Exercise. Pull out each line of the records containing the string "annotation".

Labeled-object pointing entries.
========

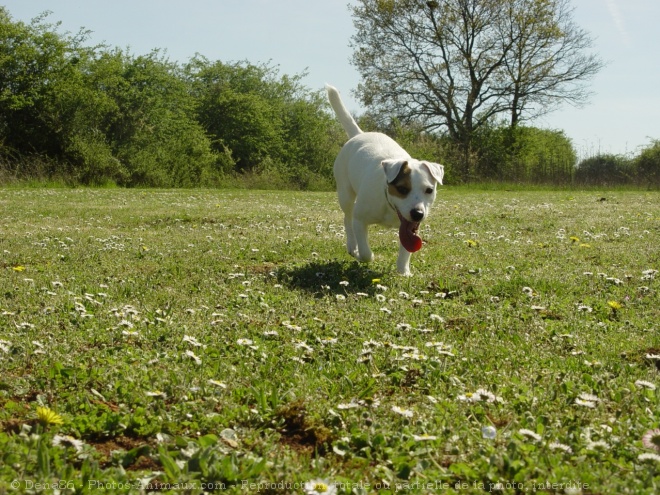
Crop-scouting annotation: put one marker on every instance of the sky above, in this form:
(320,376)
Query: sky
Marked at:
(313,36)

========

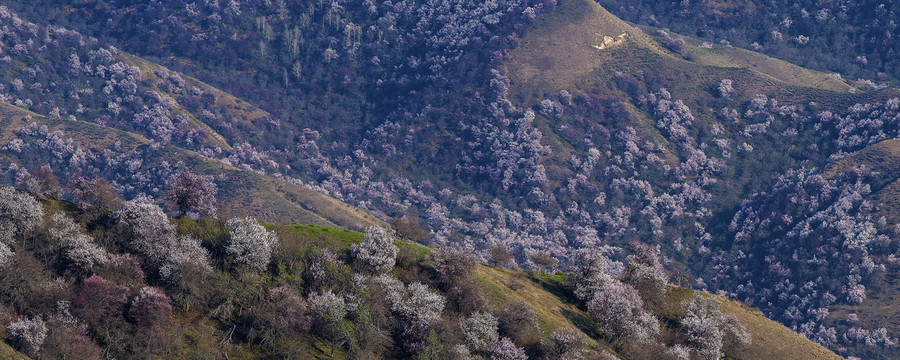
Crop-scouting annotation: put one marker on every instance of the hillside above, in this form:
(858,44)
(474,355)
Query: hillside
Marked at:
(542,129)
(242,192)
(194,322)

========

Exercise solution.
Crop-scouting annotation: put one marker on every instance of the sky above, in this form:
Crop-scouting annotation: put one marker on every instance of the hillside above, in this form:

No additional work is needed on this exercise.